GIVEN PASSAGE:
—————
About the Pre-Process

The preprocessing adds the metadata that iepy needs to detect the relations, which includes:

  • Text tokenization and sentence splitting.
  • Text lemmatization
  • Part-Of-Speech (POS) tagging.
  • Named Entity Recognition (NER).
  • Gazettes resolution
  • Syntactic parsing.
  • TextSegments creation (internal IEPY text unit).

We’re currently running all this steps (except the last one) using the Stanford CoreNLP tools. This runs in a all-in-one run, but every step can be modified to use a custom version that adjust your needs.

About the Tokenization and Sentence splitting

The text of each Document is split on tokens and sentences, and that information is stored on the document itself, preserving (and also storing) for each token the offset (in chars) to the original document text.

The one used by default it’s the one that the Stanford CoreNLP provides.

Note

While using the Stanford tokenizer, you can customize some of tokenization options.

First read here: tokenizer options

On your instance settings.py file, add options as keys on the CORENLP_TKN_OPTS dict. You can use as key any of the “known options”, and as value, use True or False for booleans, or just strings when option requires a text. Example:

CORENLP_TKN_OPTS = {
    'latexQuotes': False
}

Lemmatization

Note

Lemmatization was added on the version 0.9.2, all instances that were created before that, need to run the preprocess script again. This will run only the lemmatization step.

The text runs through a step of lemmatization where each token gets a lemma. This is a canonical form of the word that can be used in the classifier features or the rules core.

Part of speech tagging (POS)

Each token is augmented with metadata about its part of speech such as noun, verb, adjective and other grammatical tags. Along the token itself, this may used by the NER to detect an entity occurrence. This information is also stored on the Document itself, together with the tokens.

The one used by default it’s the one that the Stanford CoreNLP provides.

Named Entity Recognition (NER)
—————
MATERIAL PROVIDED:
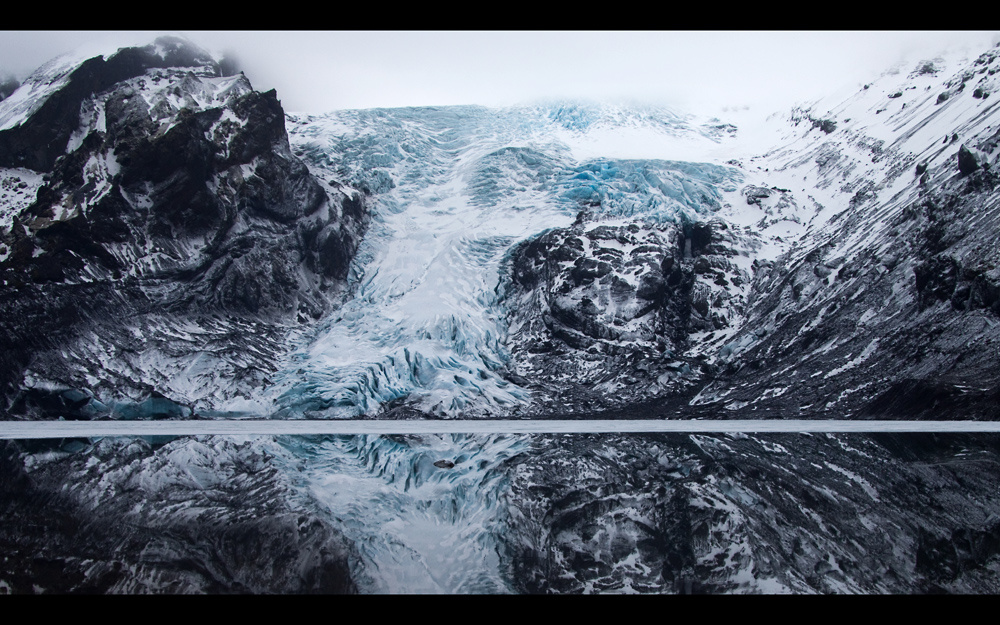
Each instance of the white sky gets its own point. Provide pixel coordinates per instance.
(691, 70)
—————
TASK PROMPT:
Rewrite everything in the preprocessing text from "Lemmatization was added" down to "the lemmatization step.", putting "preprocessing script" in place of "preprocess script".

WRITTEN RESPONSE:
Lemmatization was added on the version 0.9.2, all instances that were created before that, need to run the preprocessing script again. This will run only the lemmatization step.